Records of labeled points

-- START --

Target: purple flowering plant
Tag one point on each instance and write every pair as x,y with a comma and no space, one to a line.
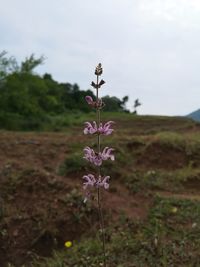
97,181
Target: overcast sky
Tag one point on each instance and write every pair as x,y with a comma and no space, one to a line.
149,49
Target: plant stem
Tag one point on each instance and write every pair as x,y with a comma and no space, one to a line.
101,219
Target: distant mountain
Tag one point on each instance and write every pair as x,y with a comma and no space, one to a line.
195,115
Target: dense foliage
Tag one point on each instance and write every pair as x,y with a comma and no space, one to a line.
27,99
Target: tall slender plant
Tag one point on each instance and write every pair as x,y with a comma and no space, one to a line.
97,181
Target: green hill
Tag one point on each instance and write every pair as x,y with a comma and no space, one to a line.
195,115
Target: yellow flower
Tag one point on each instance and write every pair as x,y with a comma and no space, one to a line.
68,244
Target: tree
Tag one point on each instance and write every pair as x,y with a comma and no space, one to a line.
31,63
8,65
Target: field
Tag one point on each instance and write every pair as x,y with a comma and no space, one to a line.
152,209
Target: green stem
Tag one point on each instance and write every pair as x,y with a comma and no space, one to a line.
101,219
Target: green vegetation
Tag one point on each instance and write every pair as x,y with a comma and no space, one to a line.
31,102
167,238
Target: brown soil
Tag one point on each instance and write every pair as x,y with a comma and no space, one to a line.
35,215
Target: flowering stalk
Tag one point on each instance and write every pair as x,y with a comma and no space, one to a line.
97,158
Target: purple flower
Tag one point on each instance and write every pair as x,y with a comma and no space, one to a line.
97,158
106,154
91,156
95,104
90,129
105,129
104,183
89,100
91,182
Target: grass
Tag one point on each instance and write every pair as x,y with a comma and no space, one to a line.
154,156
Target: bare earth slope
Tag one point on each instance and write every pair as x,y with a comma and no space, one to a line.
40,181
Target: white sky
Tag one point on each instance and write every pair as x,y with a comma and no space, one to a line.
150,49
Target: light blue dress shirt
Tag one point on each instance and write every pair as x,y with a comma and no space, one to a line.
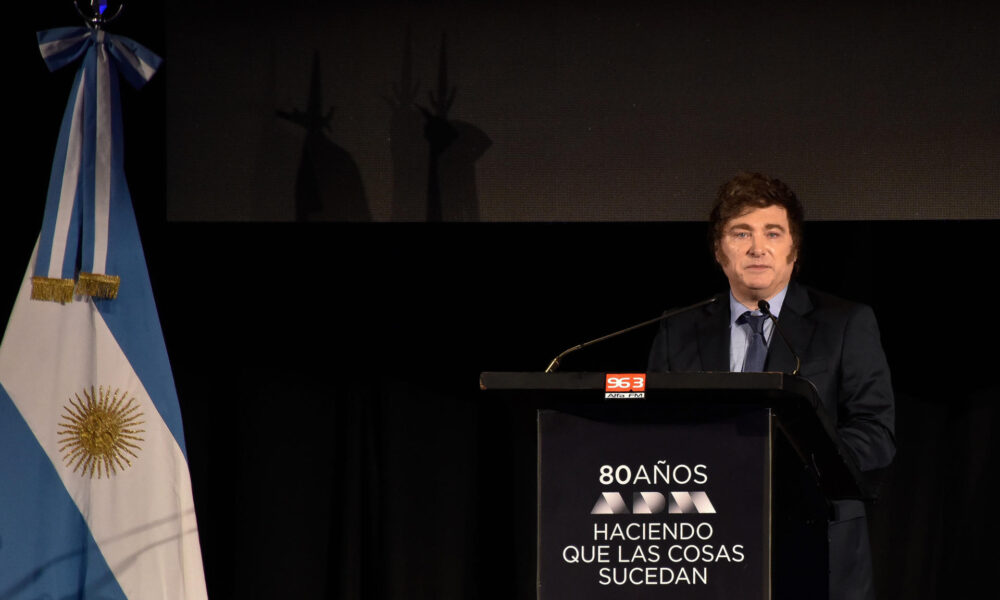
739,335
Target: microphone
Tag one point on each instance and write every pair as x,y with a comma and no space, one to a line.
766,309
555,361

-- END --
-- START --

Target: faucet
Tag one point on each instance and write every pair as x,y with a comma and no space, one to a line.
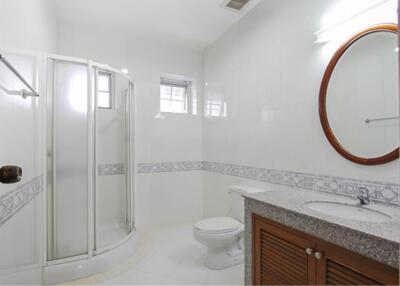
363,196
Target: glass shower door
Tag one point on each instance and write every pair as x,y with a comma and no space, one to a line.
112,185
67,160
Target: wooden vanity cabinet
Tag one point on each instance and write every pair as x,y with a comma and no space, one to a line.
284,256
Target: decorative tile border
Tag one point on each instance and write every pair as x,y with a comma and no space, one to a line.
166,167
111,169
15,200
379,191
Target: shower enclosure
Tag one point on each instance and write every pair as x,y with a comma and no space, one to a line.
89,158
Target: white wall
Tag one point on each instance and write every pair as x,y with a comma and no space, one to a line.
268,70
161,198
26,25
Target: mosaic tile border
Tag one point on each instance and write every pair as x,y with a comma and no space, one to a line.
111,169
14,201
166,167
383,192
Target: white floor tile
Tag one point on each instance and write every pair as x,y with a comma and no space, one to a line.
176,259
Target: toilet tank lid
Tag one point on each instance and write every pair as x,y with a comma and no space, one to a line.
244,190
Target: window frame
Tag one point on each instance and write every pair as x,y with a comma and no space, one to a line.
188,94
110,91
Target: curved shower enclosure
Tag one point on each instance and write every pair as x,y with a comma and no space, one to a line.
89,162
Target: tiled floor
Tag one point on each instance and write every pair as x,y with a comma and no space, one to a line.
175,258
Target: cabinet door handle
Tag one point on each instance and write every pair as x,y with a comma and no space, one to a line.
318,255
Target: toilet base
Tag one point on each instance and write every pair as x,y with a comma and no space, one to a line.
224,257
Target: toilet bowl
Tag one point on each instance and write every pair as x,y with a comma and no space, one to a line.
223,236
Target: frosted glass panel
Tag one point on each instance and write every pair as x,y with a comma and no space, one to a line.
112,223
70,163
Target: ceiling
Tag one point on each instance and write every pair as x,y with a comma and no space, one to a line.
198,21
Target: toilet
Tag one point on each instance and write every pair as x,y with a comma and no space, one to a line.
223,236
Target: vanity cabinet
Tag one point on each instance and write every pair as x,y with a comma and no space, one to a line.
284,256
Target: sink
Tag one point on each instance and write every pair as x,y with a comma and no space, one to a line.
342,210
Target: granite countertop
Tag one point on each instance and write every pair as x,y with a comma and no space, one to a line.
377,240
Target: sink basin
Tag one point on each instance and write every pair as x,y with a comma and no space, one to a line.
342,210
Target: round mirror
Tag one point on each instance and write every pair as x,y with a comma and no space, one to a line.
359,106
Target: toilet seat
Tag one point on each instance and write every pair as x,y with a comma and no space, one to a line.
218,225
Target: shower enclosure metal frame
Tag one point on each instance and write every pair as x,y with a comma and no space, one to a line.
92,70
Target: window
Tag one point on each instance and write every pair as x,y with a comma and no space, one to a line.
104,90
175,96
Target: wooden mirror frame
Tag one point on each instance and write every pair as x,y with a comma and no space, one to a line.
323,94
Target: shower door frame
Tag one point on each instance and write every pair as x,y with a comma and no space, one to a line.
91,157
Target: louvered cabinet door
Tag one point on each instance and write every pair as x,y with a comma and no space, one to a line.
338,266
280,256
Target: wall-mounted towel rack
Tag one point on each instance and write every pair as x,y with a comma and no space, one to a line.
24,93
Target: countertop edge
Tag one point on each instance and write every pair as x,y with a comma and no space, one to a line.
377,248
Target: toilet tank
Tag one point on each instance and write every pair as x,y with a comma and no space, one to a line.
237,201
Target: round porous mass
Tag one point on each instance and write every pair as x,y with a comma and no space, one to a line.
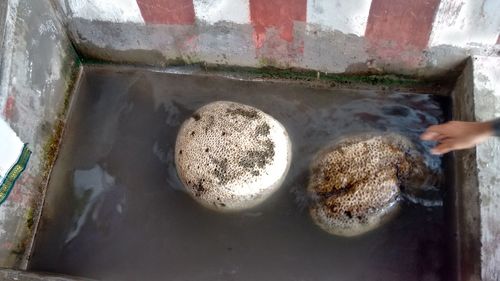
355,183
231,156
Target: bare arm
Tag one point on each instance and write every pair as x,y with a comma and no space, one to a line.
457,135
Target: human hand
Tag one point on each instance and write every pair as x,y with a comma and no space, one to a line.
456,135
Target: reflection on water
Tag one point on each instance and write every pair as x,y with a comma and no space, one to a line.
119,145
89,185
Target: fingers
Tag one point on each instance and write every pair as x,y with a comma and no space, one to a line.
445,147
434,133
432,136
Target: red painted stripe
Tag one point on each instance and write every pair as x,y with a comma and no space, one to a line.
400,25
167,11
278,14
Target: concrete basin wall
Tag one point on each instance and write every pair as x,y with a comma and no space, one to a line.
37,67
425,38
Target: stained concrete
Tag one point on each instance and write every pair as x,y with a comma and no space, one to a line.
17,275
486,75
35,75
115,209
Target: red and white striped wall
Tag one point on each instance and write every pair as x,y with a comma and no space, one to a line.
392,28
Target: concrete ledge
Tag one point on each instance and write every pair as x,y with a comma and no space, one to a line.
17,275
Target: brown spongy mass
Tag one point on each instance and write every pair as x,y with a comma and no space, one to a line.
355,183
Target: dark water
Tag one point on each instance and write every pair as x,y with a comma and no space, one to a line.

-- END --

Show each line of the items above that contains the word "concrete", one line per match.

▶ **Task answer**:
Target: concrete basin wall
Target: stained concrete
Target: concrete ledge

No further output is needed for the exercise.